Entries >>
***

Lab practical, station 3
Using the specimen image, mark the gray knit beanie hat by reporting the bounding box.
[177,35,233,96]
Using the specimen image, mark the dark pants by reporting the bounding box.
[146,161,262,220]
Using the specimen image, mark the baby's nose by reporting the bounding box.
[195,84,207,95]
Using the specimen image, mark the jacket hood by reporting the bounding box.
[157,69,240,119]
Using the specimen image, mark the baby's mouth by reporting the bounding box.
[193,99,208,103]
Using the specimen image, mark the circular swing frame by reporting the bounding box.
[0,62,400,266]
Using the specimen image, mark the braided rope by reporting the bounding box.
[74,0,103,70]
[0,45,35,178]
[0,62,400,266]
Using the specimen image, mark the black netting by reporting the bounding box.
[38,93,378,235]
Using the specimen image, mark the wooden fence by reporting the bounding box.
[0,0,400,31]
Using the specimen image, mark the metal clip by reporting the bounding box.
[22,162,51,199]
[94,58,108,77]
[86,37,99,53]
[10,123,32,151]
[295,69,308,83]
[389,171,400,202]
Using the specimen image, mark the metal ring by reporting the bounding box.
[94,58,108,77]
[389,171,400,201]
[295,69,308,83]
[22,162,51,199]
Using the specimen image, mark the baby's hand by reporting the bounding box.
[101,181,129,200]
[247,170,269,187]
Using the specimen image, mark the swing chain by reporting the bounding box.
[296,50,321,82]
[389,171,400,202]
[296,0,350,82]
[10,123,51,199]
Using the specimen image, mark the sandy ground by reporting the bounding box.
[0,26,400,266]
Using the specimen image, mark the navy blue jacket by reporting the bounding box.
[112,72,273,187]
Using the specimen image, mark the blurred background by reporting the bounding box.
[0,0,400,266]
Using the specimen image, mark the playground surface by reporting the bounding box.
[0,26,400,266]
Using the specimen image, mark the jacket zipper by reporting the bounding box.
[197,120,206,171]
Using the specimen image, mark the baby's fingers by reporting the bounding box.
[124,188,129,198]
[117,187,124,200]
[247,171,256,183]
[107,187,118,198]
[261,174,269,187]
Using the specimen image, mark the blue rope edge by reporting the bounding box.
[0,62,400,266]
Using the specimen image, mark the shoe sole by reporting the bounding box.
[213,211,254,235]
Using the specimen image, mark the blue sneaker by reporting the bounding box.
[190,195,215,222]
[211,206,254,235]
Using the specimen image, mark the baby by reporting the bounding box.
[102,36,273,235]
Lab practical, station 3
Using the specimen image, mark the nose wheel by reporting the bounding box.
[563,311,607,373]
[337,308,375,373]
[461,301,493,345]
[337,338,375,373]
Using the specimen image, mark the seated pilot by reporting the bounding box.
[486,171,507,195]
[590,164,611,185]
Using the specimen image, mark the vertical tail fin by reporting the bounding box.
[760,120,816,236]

***

Problem statement >>
How many lines in the material above contain the word "jacket"? Reply with the number only.

Output of the task >>
3